Start of Material provided

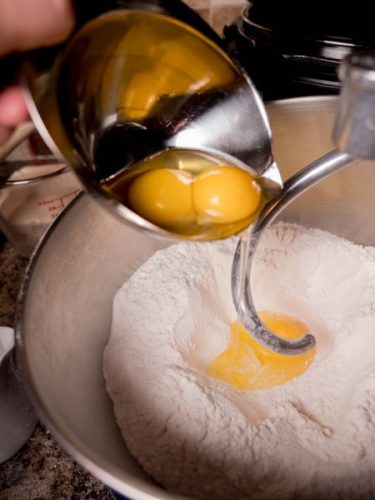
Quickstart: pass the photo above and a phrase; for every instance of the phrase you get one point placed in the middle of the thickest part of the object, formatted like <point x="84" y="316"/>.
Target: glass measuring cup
<point x="34" y="188"/>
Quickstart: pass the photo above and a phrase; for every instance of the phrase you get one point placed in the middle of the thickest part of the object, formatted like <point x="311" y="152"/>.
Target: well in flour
<point x="311" y="438"/>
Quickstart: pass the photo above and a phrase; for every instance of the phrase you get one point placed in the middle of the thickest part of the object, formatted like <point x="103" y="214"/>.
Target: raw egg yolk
<point x="248" y="365"/>
<point x="218" y="195"/>
<point x="163" y="196"/>
<point x="222" y="195"/>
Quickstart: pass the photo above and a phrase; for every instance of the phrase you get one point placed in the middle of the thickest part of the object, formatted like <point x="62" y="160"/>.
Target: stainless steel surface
<point x="354" y="133"/>
<point x="17" y="416"/>
<point x="88" y="255"/>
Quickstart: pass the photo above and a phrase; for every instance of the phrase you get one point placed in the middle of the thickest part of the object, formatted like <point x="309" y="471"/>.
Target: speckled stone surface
<point x="41" y="470"/>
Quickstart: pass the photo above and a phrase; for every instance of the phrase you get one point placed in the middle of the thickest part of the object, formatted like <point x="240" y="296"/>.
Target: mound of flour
<point x="311" y="438"/>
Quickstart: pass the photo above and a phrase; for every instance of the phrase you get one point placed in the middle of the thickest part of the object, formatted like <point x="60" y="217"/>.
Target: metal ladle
<point x="77" y="94"/>
<point x="354" y="134"/>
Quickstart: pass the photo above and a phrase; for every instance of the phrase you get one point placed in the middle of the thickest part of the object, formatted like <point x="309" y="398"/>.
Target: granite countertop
<point x="41" y="470"/>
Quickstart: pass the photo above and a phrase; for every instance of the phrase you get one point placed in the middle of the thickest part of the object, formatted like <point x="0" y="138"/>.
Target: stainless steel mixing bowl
<point x="65" y="307"/>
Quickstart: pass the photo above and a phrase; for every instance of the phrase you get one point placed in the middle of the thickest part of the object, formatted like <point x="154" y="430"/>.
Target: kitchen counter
<point x="41" y="469"/>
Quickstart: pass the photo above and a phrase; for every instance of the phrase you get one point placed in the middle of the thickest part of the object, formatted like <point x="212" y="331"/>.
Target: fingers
<point x="12" y="111"/>
<point x="12" y="107"/>
<point x="26" y="24"/>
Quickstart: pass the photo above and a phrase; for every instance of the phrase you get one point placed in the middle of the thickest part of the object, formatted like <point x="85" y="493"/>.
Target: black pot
<point x="293" y="48"/>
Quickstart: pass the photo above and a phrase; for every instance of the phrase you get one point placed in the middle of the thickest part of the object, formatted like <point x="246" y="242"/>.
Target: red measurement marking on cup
<point x="55" y="205"/>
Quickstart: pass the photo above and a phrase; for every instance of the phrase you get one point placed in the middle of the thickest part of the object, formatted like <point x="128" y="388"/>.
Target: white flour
<point x="311" y="438"/>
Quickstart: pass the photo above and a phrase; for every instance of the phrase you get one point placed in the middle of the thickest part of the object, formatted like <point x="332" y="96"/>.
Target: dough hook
<point x="355" y="137"/>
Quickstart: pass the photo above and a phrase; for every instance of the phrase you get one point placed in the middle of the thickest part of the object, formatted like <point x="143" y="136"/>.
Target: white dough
<point x="311" y="438"/>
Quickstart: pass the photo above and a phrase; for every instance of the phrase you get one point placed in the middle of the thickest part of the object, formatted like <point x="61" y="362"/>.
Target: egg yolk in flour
<point x="248" y="365"/>
<point x="217" y="195"/>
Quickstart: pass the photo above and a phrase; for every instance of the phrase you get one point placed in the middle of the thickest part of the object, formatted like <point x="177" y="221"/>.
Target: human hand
<point x="27" y="24"/>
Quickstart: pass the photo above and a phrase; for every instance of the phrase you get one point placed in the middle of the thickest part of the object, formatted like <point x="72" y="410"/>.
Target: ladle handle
<point x="303" y="180"/>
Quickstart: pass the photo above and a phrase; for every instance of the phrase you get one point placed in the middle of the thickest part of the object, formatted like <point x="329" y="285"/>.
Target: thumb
<point x="26" y="24"/>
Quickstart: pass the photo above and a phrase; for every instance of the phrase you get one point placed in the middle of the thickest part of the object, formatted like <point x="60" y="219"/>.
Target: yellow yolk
<point x="247" y="365"/>
<point x="222" y="195"/>
<point x="219" y="195"/>
<point x="163" y="197"/>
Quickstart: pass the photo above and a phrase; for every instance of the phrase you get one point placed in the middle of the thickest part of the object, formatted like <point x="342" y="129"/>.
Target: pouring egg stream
<point x="190" y="195"/>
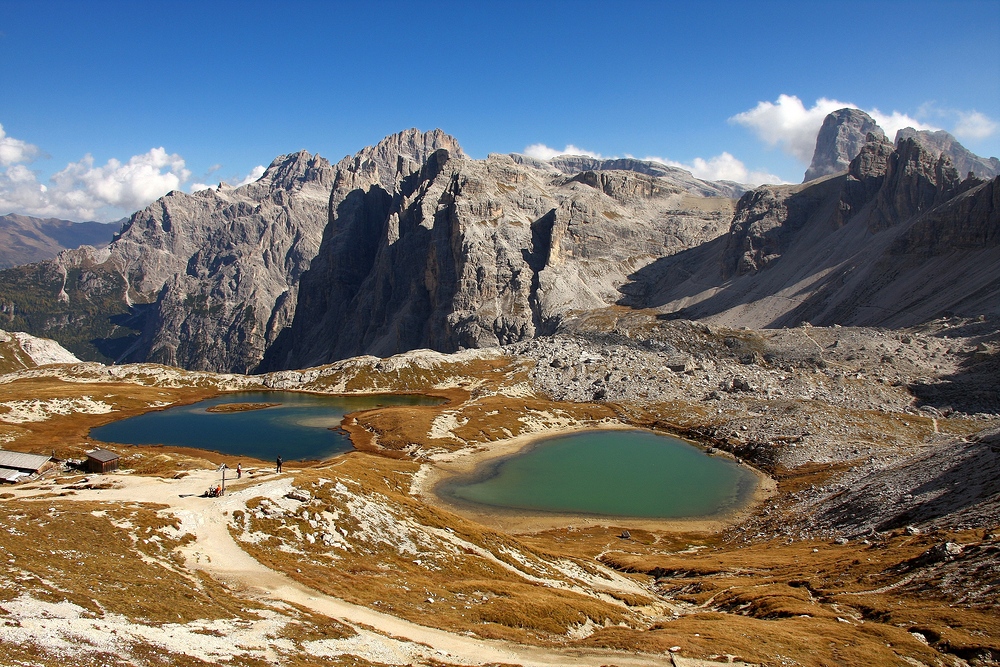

End of Material provided

§ Description of the task
So that the copy stays exact, reproduce each record word for word and leave its images out.

§ Exercise output
Quickstart: pass the photo above and a phrase; for every instance of the phrase you get one point placed in the middle of the thickest part of the object, formatted like <point x="84" y="316"/>.
Target: glass measuring cup
<point x="34" y="188"/>
Quickstart: pass the photo above and a phrase; for every instance of the phrase you get one point placed in the middle of the thickest part of the object, formatted like <point x="311" y="152"/>.
Target: well in flour
<point x="311" y="438"/>
Quickstart: pass the photo above and a phrase; for every instance of the phrase you get one point placed in the middle of the thickest part of the object, formatted like <point x="103" y="214"/>.
Target: raw egg yolk
<point x="248" y="365"/>
<point x="218" y="195"/>
<point x="163" y="196"/>
<point x="222" y="195"/>
Quickstart: pass the photo above and a phrase; for every instance of the phrase you get one point placed in the middle of the thickest part of the object, formatted like <point x="62" y="160"/>.
Target: stainless steel surface
<point x="354" y="133"/>
<point x="17" y="416"/>
<point x="88" y="255"/>
Quickstart: pass the photo above and a phrase; for every instance of the phrase you get one point placed in the middle of the thickest part of the object, formatted like <point x="309" y="471"/>.
Target: speckled stone surface
<point x="41" y="470"/>
Quickstart: pass the photo above and a phrase; for every instance of the phrase you get one point placed in the middle of the thickest part of the object, formatted like <point x="240" y="296"/>.
Target: mound of flour
<point x="311" y="438"/>
Quickstart: pass the photo above and a phrase; for every instance of the phrase you get one point placed in the middle of the thickest part of the object, formatted like <point x="60" y="217"/>.
Target: metal ladle
<point x="77" y="94"/>
<point x="354" y="134"/>
Quickstart: pass the photo above and a phrase; for every instance of the phrase you get one point placed in the middle of the thickest part of the object, formatted like <point x="309" y="398"/>.
Target: granite countertop
<point x="41" y="470"/>
Quickstart: pass the photo above and a phrase; for every instance of the phrase you get one point placed in the middle of the thickest part of the object, formatted like <point x="0" y="138"/>.
Target: stainless steel mixing bowl
<point x="65" y="307"/>
Quickstart: pass the photo above and a phrase; for every instance of the phrase you get one point placed in the middle of the thickest part of the object, formatted like <point x="154" y="430"/>.
Target: kitchen counter
<point x="41" y="469"/>
Quickstart: pass the photo above and a phrase; for every instance of the phrase you get one point placed in the middle of the thickest part of the object, formatted like <point x="212" y="331"/>.
Target: fingers
<point x="12" y="111"/>
<point x="12" y="107"/>
<point x="26" y="24"/>
Quickstart: pass the photo above and a phrase; for every instance of the phrase you get one point placed in the middle of the thickest part of the object, formatted like <point x="85" y="493"/>.
Target: black pot
<point x="293" y="48"/>
Quickstart: pass the photo above and a phrase; for every instance of the phrase you get one point placed in the middle of the thickest part of the object, formatted like <point x="246" y="242"/>.
Target: red measurement marking on cup
<point x="55" y="205"/>
Quickstart: pass the photo above and a phrase; for every instance of the phrase you get one point placed in the middle of the thickest part of the object, formatted like <point x="128" y="388"/>.
Target: white flour
<point x="311" y="438"/>
Quickstart: pass the photo above and a phrase; for every instance of the phrase you get one point placed in the middle of the thickest part of the object, formatted like <point x="332" y="96"/>.
Target: dough hook
<point x="355" y="137"/>
Quickstart: pass the photo above and a phrase; for every instance of the phrase you get one point placed in the middle of the thickest part of the object, formatted like <point x="143" y="136"/>.
Target: white dough
<point x="311" y="438"/>
Quickstart: pass the photo above and a phrase; for every instance of the phrase you get one point placed in the middle of the thickest part of the object, formatted like <point x="61" y="362"/>.
Target: egg yolk in flour
<point x="248" y="365"/>
<point x="217" y="195"/>
Quickstart: pass the photo above and a phrase; for every instance of the phrase you get one point placed in the middle of the thickest part of the object, formatted like <point x="177" y="221"/>.
Target: human hand
<point x="27" y="24"/>
Quickstart: pass the photo above and a phrase; for every instance of the phrase you get one point placed in the middle of the thickest part of the object, formatted like <point x="72" y="410"/>.
Target: ladle handle
<point x="303" y="180"/>
Quickstart: pass the photo above and a phrase; for every instance of the phrase you get one point placed in the middle of the thickest part of the object, formatted like <point x="329" y="285"/>.
Target: thumb
<point x="26" y="24"/>
Quickstart: pass the photo above and a phrase; for every instance of the phrase you get one point placed in the middle of the thickest part of the object, formatted like <point x="60" y="219"/>.
Target: yellow yolk
<point x="247" y="365"/>
<point x="222" y="195"/>
<point x="219" y="195"/>
<point x="163" y="197"/>
Quickstart: pass the photo above and a phrase; for every instance of the phrase you get one point placed in the middle of the thickest part of the object, formatted like <point x="342" y="129"/>.
Target: pouring egg stream
<point x="190" y="195"/>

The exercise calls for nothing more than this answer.